THE INPUT:
-- start --

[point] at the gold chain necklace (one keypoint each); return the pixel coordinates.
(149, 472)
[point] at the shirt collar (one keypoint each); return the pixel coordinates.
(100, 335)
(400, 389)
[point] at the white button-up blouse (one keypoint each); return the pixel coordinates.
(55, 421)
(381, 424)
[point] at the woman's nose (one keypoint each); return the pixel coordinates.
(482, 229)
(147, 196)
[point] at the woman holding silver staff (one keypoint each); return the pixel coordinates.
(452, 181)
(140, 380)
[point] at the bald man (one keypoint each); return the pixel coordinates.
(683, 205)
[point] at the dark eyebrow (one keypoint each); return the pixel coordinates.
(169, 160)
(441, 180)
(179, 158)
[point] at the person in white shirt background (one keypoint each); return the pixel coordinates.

-- end --

Write out all of the data above again, substituting "marker" for each occurrence of "keypoint" and changing nothing else.

RESULT FOR THIS EXERCISE:
[point] at the gold chain necklace (one marker each); return the pixel coordinates.
(149, 472)
[point] at the shirt collar (one marker each); return the pixel coordinates.
(100, 335)
(400, 389)
[point] at the white button-up blouse (one marker each); return the pixel coordinates.
(55, 421)
(381, 424)
[point] at the woman's nose (one marker each); return the pixel coordinates.
(482, 229)
(147, 196)
[point] at the woman holding silver staff (one marker each); return the pixel coordinates.
(452, 181)
(140, 380)
[point] at the bald man (one marker each); return the pixel coordinates.
(683, 205)
[point] at the dark eyebrow (one marker each); return the pixel coordinates.
(169, 160)
(441, 180)
(179, 158)
[point] at the person in white shirt background (one marker each); return the pixel coordinates.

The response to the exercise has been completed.